**TASK PROMPT:** Extend the text on God as Creator and the possibility of life beyond Earth, picking up after its last sentence.

In this famous painting of the Creation of Adam, several subjects were rendered who were not the focal point of the painting. Ironically, they are angels and are there to witness God’s creative power.

Ted Peters noted that the discovery of life elsewhere in the Universe would not compromise God’s love for Earth life or our special place in the cosmos, “just as a parent’s love for a child is not compromised because that child has a brother or sister”.

Hal N Ostrander, associate dean of theology at Baptist Theological Seminary, came to much the same conclusion:

“If intelligent beings were found elsewhere in the universe, [they] couldn’t compromise the special relationship already existing between God and human beings any more than a young couple compromises their love for their first child after having a second. The first child may feel slighted for a time, but the parent’s love nevertheless remains steadfast.”

This brings me to the last bad argument Lacey makes:

Apart from an evolutionary impetus to expect life to have formed via abiogenesis all over the universe, there is no reason to postulate that life could have formed elsewhere. However, the only other alternative would be to face the uneasy truth that Earth is a unique and privileged planet—something the evolutionary paradigm cannot admit.

The tendency to paint things in terms of an either/or dichotomy in the creation/evolution debate has gotten out of hand. In this case, Troy Lacey offers us a false dichotomy.

The problem is that he doesn’t consider the implications of what it means that God is a Creator.

As I wrote in response to Gary Bates:

“It’s not that the universe is too big; it’s that you imagine God too small.
Let me explain.

I’ve been an artist all my life, so when I read that God is the Creator… Did you ever stop to realize that God created things in anticipation of our future capacities? Before we created the microscope, He created microscopic organisms so varied and strange that we could spend lifetimes categorizing them. Before we created the ability to see it, He set in place the Crab Nebula and the Eagle Nebula’s Pillars of Creation. I think aliens are possible because God is a Creator, and one who demonstrably likes to surprise in the details. I wouldn’t find it at all surprising to find that Earth wasn’t the only canvas He decided to paint on.

Records taken from a collection:
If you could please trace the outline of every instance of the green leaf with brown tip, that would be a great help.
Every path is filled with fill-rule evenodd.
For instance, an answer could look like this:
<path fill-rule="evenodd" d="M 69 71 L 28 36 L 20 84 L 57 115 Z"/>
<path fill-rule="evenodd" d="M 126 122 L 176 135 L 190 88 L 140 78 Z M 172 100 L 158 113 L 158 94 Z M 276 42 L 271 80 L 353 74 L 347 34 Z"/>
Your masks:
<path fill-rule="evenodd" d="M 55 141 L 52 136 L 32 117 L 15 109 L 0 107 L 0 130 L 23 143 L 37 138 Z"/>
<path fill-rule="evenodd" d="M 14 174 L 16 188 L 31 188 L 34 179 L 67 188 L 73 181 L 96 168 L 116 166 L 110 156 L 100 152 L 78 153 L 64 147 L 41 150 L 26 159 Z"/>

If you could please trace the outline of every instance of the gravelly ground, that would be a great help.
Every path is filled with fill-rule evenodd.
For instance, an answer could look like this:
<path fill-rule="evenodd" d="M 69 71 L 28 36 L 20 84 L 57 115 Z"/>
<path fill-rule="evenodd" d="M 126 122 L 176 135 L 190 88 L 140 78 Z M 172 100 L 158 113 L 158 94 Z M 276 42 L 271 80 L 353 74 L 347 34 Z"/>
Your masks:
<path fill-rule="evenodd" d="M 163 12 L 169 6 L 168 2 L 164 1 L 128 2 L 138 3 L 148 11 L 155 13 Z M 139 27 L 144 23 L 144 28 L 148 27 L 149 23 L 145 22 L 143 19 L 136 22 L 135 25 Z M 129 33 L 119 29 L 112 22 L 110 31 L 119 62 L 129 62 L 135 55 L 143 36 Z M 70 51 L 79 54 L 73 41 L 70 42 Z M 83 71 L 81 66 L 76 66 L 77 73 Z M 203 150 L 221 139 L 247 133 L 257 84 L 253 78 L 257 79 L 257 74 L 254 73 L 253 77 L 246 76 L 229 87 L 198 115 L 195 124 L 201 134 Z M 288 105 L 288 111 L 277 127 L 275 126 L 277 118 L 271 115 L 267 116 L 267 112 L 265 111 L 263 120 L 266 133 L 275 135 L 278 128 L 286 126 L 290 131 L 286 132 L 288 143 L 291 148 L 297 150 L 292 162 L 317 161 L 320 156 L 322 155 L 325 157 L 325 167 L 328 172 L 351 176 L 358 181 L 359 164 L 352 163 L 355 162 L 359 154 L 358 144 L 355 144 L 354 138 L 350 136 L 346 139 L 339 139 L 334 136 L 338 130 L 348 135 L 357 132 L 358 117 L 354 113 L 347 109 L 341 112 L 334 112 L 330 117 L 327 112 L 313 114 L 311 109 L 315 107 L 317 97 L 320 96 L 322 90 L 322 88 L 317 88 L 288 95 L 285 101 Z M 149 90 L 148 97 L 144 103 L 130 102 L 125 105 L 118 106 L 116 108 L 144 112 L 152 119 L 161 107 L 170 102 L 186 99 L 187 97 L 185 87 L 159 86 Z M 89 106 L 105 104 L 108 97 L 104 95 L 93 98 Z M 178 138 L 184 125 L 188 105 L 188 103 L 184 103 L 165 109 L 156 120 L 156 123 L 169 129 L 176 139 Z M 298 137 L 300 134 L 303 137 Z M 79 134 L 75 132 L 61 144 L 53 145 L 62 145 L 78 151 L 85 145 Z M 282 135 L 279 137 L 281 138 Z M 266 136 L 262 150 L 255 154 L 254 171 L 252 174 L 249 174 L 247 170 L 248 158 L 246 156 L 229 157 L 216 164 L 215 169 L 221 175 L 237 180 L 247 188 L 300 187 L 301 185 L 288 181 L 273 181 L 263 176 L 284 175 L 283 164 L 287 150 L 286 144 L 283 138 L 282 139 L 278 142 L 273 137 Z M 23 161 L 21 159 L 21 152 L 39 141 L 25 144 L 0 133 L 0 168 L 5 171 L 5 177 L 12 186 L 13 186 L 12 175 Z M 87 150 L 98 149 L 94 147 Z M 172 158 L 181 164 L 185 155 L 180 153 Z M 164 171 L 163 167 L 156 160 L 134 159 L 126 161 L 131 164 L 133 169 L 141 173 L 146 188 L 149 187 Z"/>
==
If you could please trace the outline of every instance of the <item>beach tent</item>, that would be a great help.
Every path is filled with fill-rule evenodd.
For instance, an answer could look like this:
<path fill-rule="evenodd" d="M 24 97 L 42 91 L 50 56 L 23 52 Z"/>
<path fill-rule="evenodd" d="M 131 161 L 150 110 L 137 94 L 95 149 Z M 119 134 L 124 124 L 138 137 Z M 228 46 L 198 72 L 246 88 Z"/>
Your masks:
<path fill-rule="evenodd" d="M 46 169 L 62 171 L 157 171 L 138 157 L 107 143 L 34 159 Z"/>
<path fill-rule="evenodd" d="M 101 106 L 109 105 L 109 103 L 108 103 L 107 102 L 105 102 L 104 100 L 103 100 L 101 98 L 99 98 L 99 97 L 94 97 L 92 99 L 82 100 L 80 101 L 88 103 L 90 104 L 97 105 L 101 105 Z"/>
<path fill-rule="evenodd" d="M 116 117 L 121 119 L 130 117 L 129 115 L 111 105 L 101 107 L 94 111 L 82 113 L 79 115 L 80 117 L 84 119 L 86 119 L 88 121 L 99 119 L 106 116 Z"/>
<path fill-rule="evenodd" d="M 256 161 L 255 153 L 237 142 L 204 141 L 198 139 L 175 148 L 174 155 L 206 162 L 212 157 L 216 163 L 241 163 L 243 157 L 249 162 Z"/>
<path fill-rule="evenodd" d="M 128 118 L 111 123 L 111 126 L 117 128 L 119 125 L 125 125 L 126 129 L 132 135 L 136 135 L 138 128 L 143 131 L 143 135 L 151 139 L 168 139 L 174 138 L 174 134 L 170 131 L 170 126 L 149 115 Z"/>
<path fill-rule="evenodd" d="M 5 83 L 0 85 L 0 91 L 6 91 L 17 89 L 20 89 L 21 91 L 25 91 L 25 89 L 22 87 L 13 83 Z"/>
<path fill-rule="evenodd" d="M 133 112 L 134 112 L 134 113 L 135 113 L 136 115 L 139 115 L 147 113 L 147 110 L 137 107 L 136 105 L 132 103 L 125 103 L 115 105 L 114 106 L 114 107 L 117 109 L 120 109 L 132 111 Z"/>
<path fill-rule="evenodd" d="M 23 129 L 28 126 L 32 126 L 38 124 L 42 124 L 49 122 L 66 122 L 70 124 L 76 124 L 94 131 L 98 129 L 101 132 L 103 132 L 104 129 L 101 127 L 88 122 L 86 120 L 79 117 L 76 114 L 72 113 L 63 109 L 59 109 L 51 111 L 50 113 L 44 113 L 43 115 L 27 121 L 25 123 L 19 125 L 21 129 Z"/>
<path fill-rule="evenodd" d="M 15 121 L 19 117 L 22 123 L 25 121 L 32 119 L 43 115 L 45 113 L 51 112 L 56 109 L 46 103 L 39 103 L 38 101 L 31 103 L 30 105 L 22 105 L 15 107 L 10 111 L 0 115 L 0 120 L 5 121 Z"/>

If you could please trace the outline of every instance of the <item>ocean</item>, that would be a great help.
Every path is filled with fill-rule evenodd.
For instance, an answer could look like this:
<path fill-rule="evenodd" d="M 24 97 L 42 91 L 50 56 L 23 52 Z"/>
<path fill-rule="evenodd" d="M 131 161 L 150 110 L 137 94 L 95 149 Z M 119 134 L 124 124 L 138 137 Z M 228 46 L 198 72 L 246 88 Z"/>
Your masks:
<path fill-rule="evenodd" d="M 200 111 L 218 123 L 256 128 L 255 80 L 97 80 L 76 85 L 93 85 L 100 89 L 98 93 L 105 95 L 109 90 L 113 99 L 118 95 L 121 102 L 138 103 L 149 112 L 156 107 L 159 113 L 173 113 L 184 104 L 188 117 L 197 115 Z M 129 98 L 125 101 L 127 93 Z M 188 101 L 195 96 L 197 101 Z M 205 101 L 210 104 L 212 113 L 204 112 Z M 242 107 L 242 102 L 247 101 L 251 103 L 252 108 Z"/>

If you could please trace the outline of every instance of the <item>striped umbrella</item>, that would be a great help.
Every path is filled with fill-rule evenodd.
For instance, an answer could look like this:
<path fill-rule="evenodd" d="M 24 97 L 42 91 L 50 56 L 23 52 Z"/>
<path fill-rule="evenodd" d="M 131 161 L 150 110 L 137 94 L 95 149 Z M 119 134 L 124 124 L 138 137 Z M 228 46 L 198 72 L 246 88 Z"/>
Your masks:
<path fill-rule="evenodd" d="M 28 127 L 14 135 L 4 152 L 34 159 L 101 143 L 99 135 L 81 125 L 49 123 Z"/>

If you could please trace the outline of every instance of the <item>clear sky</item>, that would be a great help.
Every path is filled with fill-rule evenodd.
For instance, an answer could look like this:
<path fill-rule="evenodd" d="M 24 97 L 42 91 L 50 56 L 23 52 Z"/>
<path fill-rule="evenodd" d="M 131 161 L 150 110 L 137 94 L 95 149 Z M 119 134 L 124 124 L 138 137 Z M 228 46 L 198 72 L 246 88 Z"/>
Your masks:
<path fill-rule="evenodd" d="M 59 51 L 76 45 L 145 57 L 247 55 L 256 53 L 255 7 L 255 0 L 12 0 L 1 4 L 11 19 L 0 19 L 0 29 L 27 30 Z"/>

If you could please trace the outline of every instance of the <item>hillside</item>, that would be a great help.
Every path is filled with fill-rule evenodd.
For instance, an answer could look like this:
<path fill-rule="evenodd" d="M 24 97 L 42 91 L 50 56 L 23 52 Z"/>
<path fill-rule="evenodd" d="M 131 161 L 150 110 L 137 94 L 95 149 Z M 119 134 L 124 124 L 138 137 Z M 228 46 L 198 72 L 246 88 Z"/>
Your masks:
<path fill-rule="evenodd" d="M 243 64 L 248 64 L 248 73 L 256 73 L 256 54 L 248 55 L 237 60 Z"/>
==
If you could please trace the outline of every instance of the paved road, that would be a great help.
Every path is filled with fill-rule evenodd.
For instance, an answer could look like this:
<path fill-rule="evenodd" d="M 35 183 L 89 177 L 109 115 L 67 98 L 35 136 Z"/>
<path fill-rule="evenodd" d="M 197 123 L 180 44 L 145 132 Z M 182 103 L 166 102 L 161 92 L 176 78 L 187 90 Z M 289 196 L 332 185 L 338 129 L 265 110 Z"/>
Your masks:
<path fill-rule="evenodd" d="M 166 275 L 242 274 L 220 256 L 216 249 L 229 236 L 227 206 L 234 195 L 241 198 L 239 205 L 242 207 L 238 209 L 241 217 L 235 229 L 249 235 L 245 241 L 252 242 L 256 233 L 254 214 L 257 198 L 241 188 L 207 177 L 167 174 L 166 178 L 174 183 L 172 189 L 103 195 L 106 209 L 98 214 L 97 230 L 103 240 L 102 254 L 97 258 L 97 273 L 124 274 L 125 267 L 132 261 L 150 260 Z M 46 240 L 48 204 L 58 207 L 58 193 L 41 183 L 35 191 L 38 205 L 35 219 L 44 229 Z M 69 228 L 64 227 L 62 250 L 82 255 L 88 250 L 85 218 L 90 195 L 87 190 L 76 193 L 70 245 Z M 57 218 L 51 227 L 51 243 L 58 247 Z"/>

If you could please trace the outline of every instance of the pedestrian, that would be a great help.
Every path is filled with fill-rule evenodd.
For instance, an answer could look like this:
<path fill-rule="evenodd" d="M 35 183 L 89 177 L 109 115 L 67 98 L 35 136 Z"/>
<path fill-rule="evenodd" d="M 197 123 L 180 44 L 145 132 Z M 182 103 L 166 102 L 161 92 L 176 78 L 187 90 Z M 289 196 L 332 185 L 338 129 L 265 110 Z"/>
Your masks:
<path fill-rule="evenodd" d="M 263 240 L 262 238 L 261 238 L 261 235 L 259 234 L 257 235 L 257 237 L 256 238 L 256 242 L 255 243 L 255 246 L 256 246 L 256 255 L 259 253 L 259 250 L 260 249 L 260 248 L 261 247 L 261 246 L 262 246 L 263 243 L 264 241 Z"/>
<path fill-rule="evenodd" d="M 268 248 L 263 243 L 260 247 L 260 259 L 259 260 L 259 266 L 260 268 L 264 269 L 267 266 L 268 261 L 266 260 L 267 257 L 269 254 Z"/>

**TASK RESPONSE:**
It’s not the size of the universe that makes me consider the possibility of alien life; it’s the revealed nature of the Creator.”

I suspect that Answers in Genesis in getting lazy by preaching to the choir on this subject, but it wouldn’t make them any less wrong if we ever discovered extraterrestrial life. Their anti-alien arguments are as unnecesary as they are ill-advised.

I’m not saying “the Bible does not expressly deny the existence of aliens, therefore aliens exist”; that would be an argument from silence (a logical fallacy). I’m saying it is unwise to make dogmatic anti-alien statements when the Bible is silent on the subject of extraterrestrial life.

Nor am I saying “extraterrestrial life exists because you cant prove otherwise”; that would be an argument from ignorance (a logical fallacy). It’s entirely possible that we’re alone in the universe; however, it is unwise to be dogmatic about the existence or non-existence of extraterrestrial life because it has the potential to create major stumbling blocks to the faith.

You see, in their zeal to provide pat answers, anti-alienists have set up a false dichotomy between the Bible’s veracity and the mere possibility of the existence of alien life. Worse still, they’ve gone beyond these arguments from silence and have gone the way of theologians who, once upon a time, found Scriptural “support” for geocentrism and those who now find “support” for a Flat Earth. If aliens are ever discovered, the anti-alien dogma Gary Bates and others like him have promoted risks creating the same sort of stumbling blocks to the faith the Galileo affair has provided for Christendom. Taking a dogmatic position on subjects upon which the Scriptures are silent is foolhardy, unnecessary and potentially damaging to the credibility of the faith.

So rather than prematurely declaring that Goldilocks is dead, we ought to encourage the exploration of space and the search foe exoplanets, being confident that the Creator made all things according to His will and good purposes, and that nothing can falsify the Word of Truth.